◆ Extrait:
Au moment où le bras de fer entre la Grèce et l’Europe se transforme en ultimatum, un consensus remarquablement optimiste émerge pour les marchés et l’économie mondiale, malgré divers signes de surchauffe.
Stratèges et observateurs sont en effet nombreux à prédire un mouvement de repli de moins de 10% en Bourse, cet été ou tôt cet automne, qui fournirait une nouvelle occasion aux investisseurs d’acheter des actions afin de profiter d’une ré-accélération de l’économie américaine et mondiale, plus tard cette année.
La majorité des pros se sont déjà préparés à cette éventualité, puisqu’ils ont accumulé des liquidités et ont acheté un record d’options sur les indices pour se protéger, note Michael Harnett, stratège en chef, Bank of America Merrill Lynch, qui sonde les gestionnaires mondiaux de portefeuille.
Plus près de nous, Vincent Delisle, de Banque Scotia, conserve toujours la répartition de 10% en liquidités qu’il avait établi en avril, afin de sauter sur les éventuelles occasions que le changement de régime des taux de la Fed pourrait susciter.
M. Harnett associe le calme relatif actuel à une transition entre l’ère de l’assouplissement monétaire maximum et le retrait progressif de ces liquidités. Il faut tout de même s'attendre à des rendements plus modeste de toutes les classes d'actif, après cette transition.
«On continuera d’assister à un marché sans direction claire et à des soubresauts inattendus dans différents placements, tant que les données économiques et la remontée des taux par la Fed ne viendront pas confirmer que la conjoncture s’améliore, les États-Unis en tête», explique M. Harris.
La vigueur de l’économie américaine pourrait surprendre
La vigueur de l’économie américaine pourrait surprendre
Stéfane Marion, de la Financière Banque Nationale, lui fait écho et prédit une hausse annualisée de 5% de l’économique américaine, au troisième trimestre ainsi que deux hausses de 0,25% chacune du taux directeur par la Fed, en septembre et en décembre.
L’économiste estime que la création de 475000 emplois de plus mènerait la Fed au point de bascule pour normaliser les taux, soit une fois que tous les emplois à temps plein perdus pendant la récession auront été récupérés.
«Si notre scénario optimiste s’avère juste, il faut s’attendre à des turbulences dans les marchés financiers qui devront s’ajuster à la nouvelle réalité», indique M. Marion.

◆ Consignes:
A – Dans l'extrait sur les marchés, quelle part de liquidités Vincent Delisle conserve-t-il, et depuis quand?
B – D'après l'extrait sur les marchés, pour quelle raison la majorité des professionnels ont-ils acheté un nombre record d'options sur les indices?
C – Donnez la suite de l'extrait sur les marchés à partir de sa dernière phrase.
Les enregistrements qui suivent n'ont aucun lien avec l'extrait sur les marchés.

◆ Enregistrements d'un jeu d'annotation par points:
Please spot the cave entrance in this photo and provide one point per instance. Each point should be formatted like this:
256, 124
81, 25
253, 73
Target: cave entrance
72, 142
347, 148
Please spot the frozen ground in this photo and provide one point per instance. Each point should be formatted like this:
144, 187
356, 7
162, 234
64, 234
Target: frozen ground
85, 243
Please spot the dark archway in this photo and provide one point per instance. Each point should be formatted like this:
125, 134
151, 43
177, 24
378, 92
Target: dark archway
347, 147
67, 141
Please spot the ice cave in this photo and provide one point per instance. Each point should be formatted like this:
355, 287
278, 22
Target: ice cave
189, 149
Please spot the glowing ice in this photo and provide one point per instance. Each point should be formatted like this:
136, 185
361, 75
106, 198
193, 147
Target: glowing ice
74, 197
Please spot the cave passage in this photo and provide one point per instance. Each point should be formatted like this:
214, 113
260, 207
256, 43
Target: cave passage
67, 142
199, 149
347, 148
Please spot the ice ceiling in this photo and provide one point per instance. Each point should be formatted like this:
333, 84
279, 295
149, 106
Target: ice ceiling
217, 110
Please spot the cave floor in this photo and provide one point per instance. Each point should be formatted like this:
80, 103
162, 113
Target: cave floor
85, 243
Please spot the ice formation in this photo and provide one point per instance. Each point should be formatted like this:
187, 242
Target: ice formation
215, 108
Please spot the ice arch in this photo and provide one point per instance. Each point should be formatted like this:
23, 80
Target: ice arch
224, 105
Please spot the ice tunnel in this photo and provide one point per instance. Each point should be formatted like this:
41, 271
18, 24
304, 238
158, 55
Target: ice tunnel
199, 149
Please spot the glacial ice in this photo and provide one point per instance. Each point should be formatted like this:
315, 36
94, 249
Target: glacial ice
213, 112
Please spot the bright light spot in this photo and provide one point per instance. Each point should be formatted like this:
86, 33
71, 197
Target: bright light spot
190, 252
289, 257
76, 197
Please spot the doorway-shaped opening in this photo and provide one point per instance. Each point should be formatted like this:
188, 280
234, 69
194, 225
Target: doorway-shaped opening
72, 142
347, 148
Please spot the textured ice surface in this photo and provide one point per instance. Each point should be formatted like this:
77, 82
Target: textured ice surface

◆ Résultats attendus:
A – Il conserve 10 % en liquidités, une répartition établie en avril.

B – Ils se préparent au repli boursier de moins de 10 % que beaucoup prévoient cet été ou tôt cet automne. Ces options, comme les liquidités qu'ils ont accumulées, leur servent à se protéger.

C –
Le changement de régime par la Fed se fait rarement sans heurt. Même s’il a été bien télégraphié à l’avance par la Fed, la première hausse des taux pourrait être un choc pour bien des investisseurs, à cause de ses effets méestimés sur la valeur de bien des actifs, a récemment prévenu Gary Cohn, président de Goldman Sachs.
Des taux à la hausse ne sonneront pas le glas du marché haussier pour autant, assure M. Marion, puisque la croissance économique alimentera les revenus et les bénéfices des entreprises, sans réveiller l’inflation.
Même si les multiples d’évaluation et les marges n’augmentaient plus, les actions devraient progresser au rythme des bénéfices, raisonne-t-il.
Dans les marchés haussiers de 1990 à 1997 et de 2003 à 2007, les gains se sont poursuivis bien après la première hausse des taux par la Fed, de février 1994 et de juin 2004.
Déjà, la tendance des prévisions de bénéfices pour les titres de l’indice mondial MSCI est redevenue positive. C’est la première fois depuis cinq ans que les prévisions s’améliorent en même temps pour les États-Unis, la Chine, l’Europe et le Japon, précise aussi M. Marion.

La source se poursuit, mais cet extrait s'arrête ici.